* [Task to complete]:
Reproduce the material below in full, changing each occurrence of "background" to "exterior" and leaving everything else as it stands.

______________________________

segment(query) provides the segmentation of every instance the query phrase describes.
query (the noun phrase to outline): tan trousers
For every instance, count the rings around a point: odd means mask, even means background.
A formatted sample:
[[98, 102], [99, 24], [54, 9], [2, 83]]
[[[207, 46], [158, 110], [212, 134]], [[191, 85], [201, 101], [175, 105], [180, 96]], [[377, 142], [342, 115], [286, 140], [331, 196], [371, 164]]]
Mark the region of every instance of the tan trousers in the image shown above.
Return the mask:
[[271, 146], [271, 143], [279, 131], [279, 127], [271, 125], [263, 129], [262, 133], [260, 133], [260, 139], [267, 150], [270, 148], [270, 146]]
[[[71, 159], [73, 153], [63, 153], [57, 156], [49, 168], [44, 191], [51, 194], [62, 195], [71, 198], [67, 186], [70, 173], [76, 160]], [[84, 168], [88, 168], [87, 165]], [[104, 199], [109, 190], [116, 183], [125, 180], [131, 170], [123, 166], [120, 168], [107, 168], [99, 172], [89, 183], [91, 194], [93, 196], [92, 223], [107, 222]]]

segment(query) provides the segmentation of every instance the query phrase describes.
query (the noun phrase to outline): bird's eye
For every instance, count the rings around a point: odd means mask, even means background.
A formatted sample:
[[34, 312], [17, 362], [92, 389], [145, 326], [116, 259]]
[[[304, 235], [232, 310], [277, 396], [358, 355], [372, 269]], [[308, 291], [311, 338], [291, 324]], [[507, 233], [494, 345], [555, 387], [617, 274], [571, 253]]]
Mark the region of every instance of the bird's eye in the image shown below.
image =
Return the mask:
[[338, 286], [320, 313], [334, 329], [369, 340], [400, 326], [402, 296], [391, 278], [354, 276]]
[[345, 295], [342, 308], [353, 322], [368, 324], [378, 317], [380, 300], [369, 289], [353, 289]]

______________________________

* [Result]:
segment(query) provides the segmentation of every instance the query phrase describes.
query (the noun phrase to outline): tan trousers
For every instance, count the rings around a point: odd means mask, even means exterior.
A formatted sample:
[[98, 102], [99, 24], [54, 9], [2, 83]]
[[[207, 46], [158, 110], [212, 134]], [[191, 85], [201, 101], [175, 105], [180, 96]], [[377, 142], [342, 115], [286, 140], [331, 196], [371, 164]]]
Mark the region of every instance of the tan trousers in the image shown above.
Return the mask:
[[271, 146], [271, 143], [279, 131], [279, 127], [271, 125], [263, 129], [262, 133], [260, 133], [260, 139], [267, 150], [270, 148], [270, 146]]
[[[71, 159], [73, 153], [63, 153], [57, 156], [49, 168], [44, 191], [51, 194], [62, 195], [71, 198], [67, 186], [70, 173], [76, 160]], [[84, 168], [88, 168], [87, 165]], [[104, 199], [109, 190], [116, 183], [125, 180], [131, 170], [123, 166], [120, 168], [107, 168], [99, 172], [89, 183], [91, 194], [93, 196], [92, 223], [107, 222]]]

segment(query) provides the segmentation of every instance the query phrase describes.
query (the noun phrase to outline): bird's eye
For every instance, count the rings around a point: odd means mask, even means exterior.
A formatted sample:
[[34, 312], [17, 362], [92, 389], [145, 326], [116, 259]]
[[[304, 235], [232, 310], [277, 396], [358, 355], [372, 269]], [[308, 291], [311, 338], [291, 324]], [[507, 233], [494, 345], [555, 387], [617, 274], [571, 253]]]
Mark the region of every instance of the bird's eye in the image shown below.
image =
Return the mask:
[[338, 286], [320, 313], [334, 329], [369, 340], [400, 326], [402, 296], [391, 278], [354, 276]]
[[345, 295], [342, 308], [353, 322], [368, 324], [378, 317], [380, 300], [369, 289], [353, 289]]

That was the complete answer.